__GIVEN EXERCISE__:
Convert the lines below into a JSON list of strings, from the line containing "leg in the image above." up to and including the line containing "179 166 189 195", with one string per line and blank lines omitted. Include no other lines.

====== DATA TO PROCESS

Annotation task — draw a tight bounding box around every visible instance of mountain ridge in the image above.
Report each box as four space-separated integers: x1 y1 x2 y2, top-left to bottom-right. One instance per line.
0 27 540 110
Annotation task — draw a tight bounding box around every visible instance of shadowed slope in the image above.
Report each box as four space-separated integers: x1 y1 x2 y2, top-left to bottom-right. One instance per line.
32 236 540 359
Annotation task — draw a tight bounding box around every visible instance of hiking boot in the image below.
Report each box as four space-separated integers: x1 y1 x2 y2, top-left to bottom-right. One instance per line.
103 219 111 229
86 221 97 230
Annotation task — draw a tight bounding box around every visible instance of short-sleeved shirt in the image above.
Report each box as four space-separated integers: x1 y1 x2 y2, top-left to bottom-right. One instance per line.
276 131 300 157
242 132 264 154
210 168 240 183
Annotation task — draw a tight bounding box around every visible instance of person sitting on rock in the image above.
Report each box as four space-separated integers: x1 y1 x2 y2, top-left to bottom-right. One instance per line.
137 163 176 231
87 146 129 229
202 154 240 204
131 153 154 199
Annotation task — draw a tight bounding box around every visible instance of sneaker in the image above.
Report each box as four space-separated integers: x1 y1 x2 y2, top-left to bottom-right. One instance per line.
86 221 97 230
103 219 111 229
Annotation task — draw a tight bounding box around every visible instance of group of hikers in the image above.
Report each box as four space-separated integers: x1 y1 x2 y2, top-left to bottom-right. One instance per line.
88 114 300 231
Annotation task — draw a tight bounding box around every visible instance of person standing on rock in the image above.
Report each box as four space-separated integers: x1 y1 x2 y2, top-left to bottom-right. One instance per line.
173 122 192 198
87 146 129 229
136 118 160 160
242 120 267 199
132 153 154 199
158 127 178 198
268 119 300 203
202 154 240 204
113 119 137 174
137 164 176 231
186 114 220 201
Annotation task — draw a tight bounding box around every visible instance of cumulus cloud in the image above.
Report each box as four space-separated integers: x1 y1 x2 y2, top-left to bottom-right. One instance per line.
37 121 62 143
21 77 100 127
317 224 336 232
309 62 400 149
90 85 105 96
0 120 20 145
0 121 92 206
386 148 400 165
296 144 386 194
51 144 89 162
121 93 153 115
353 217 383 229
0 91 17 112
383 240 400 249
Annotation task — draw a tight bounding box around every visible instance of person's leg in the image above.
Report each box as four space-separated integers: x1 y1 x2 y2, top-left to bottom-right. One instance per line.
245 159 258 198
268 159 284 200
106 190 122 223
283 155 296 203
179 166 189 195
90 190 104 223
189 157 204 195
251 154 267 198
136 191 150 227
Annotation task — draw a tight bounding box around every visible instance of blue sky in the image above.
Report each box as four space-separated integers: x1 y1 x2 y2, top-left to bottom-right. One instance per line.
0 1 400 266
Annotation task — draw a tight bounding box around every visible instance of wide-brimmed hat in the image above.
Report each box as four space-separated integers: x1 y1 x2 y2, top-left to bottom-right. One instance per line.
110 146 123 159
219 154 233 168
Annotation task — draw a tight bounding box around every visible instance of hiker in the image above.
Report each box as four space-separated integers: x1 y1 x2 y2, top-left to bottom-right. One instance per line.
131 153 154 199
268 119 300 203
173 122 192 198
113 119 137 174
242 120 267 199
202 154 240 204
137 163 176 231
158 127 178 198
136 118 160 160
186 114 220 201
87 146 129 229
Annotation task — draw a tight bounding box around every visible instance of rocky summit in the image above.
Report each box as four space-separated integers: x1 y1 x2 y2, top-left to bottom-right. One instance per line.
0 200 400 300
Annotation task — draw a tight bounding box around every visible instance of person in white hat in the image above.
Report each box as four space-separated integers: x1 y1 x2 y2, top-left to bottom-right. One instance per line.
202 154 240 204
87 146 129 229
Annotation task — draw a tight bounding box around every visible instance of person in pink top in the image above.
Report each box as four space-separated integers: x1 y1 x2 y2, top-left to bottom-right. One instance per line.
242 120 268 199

============
====== DATA TO PROCESS

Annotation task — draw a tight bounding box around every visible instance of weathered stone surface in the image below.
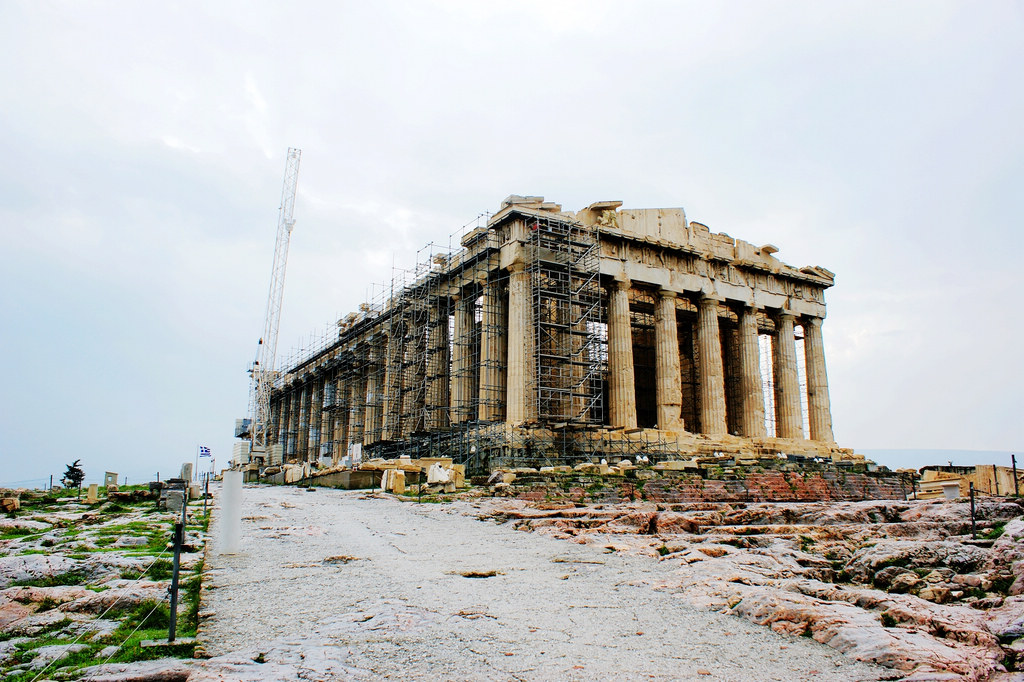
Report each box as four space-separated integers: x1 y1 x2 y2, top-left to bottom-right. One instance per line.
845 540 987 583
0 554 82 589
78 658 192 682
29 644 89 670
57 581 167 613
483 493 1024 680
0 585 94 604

============
====== DATA TO PROCESS

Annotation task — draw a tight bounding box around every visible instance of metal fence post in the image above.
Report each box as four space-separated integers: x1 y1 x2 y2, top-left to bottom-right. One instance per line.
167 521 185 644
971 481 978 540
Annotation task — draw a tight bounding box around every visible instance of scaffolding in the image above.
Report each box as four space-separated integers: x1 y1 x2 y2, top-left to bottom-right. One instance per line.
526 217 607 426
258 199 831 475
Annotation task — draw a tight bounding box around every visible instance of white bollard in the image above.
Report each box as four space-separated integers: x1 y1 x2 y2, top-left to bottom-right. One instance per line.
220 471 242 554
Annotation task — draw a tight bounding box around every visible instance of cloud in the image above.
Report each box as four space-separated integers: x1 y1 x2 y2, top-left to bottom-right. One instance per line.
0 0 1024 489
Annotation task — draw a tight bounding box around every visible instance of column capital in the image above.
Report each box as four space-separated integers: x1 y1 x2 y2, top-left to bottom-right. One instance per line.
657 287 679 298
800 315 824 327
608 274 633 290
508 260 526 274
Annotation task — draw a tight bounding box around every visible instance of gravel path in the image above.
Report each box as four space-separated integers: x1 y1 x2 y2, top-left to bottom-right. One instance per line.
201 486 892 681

============

__RESULT FOR THIS EXERCISE__:
[
  "Annotation task — draw a tight bounding box around every visible instance of person's leg in the image above.",
  "Report each box as four space-separated integers: x1 y1 x2 y2, top-left to bottom-right. One instance per line.",
  "245 159 258 198",
  "268 159 284 200",
  "106 190 122 223",
  "283 155 296 203",
  "179 166 189 195"
]